Our loop hit a snag when we came up with 1860 as a valid time.  We all know that 1860 is really 1900.  We need to intervene when this occurs.  All we need to do is use our modulus function again to extract the minutes from our time.

If mod(timeSum,100) = 60 then timeSum = timeSum – 60 + 100.  Her we remove the sixty minutes from the time and add an hour to it.

1860 – 60 + 100 = 1900 // a valid time stamp

That should fix everything right?  What about this:

theoTimes[69] = 2340 + 5 = 2345
theoTimes[70] = 2345 + 5 = 2350
theoTimes[71] = 2350 + 5 = 2355
theoTimes[72] = 2355 + 5 = 2400 // whoops

2400 is okay in Military Time but not in TradeStation

This is a simple fix with.  All we need to do is check to see if timeSum = 2400 and if so, just simply reset to zero.

Build a database on our custom time frame.

Basically, do the same thing, but use the user’s choice of start and end times.

//calculate the number of barInterval bars in the
//user defined session
numBarsInSession = timeDiffInMinutes/barInterval;

Array_setmaxindex(validTimes,numBarsInSession);

startTimeStamp = calcTime(startTime,barInterval);

timeSum = startTime;
for arrayIndex = 1 to numBarsInSession
Begin
timeSum = timeSum + barInterval;
if mod(timeSum,100) = 60 Then
timeSum = timeSum - 60 + 100;
if timeSum = 2400 Then
timeSum = 0;
validTimes[arrayIndex] = timeSum;
//print(d," valid times ",arrayIndex," ",validTimes[arrayIndex]," ",numBarsInSession);
end;

Create another database using the time frame chose by the user

Don’t allow weird times!

Good programmers don’t allow extraneous values to bomb their functions.  TRY and CATCH the erroneous input before proceeding.  If we have a database of all possible time stamps, shouldn’t we use it to validate the user entry?  Of course, we should.

//Are the users startTime and endTime valid
//bar time stamps? Loop through all the times
//and validate the times.

for arrayIndex = 1 to numBarsInCompleteSession
begin
if startTimeStamp = theoTimes[arrayIndex] then
validStartTime = True;
if endTime = theoTimes[arrayIndex] Then
validEndTime = True;
end;

Validate user's input

Once we determine if both time inputs are valid, then we can determine if the any bar’s time stamp during a back-test is a valid time.

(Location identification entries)
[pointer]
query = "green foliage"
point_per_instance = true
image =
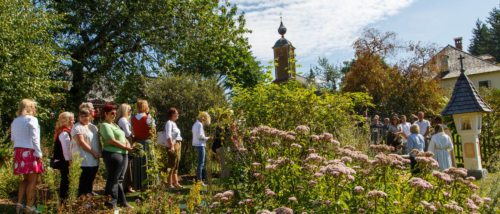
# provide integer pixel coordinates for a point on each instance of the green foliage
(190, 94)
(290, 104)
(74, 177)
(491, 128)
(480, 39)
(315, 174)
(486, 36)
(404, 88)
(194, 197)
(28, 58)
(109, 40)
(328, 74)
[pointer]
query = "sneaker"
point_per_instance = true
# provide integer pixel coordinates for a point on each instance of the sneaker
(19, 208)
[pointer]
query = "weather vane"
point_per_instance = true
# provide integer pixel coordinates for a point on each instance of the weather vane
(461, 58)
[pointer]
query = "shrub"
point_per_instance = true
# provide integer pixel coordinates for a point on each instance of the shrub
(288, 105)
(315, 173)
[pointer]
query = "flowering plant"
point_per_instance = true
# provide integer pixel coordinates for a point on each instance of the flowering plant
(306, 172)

==

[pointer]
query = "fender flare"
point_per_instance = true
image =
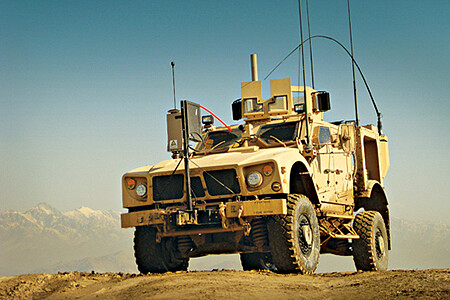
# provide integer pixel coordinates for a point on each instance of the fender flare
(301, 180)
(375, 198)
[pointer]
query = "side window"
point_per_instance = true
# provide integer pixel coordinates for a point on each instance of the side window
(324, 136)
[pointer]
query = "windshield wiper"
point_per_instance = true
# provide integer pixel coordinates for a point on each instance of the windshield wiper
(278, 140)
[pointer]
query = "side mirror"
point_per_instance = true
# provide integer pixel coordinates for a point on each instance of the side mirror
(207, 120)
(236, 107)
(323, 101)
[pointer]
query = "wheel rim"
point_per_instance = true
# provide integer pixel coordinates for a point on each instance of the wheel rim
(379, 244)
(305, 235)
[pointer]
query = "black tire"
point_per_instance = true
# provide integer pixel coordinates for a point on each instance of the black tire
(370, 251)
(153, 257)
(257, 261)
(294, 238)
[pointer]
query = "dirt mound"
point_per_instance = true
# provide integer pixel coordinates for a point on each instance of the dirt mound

Tasks to perform:
- a) Translate this sentence from the write-up on validating TradeStation time stamps into Spanish: "Good programmers don’t allow extraneous values to bomb their functions."
- b) Pick up the write-up on validating TradeStation time stamps after its final sentence and carry it forward.

Answers by task:
- a) Los buenos programadores no permiten que valores ajenos hagan fallar sus funciones.

- b)
if validStartTime = false or validEndTime = false Then
error = True;
//Okay to check for bar time stamps against our
//database - only go through the loop until we
//validate the time - break out when time is found
//in database. CanTradeThisTime is the name of the function.
//It returns either True or False

if error = False Then
Begin
for arrayIndex = 1 to numBarsInSession
Begin
if t = validTimes[arrayIndex] Then
begin
CanTradeThisTime = True;
break;
end;
end;
end;

This portion of the code is executed on every bar of the back-test

Once and only Once!

The code that creates the theoretical and user defined time stamp database is only done on the very first bar of the chart.  Also, the validation of the user’s input in only done once as well.  This is accomplished by encasing this code inside a Once – begin – end.

Now this code will test any time stamp against the current regular session.  If you run a test prior to June 2021, you will get a theoretical database that includes a 4:20, 4:25, and 4:30 on the ES futures.  However, in actuality these bar stamps did not exist in the data.  This might cause a problem when working with a start or end time prior to June 2021, that falls in this range.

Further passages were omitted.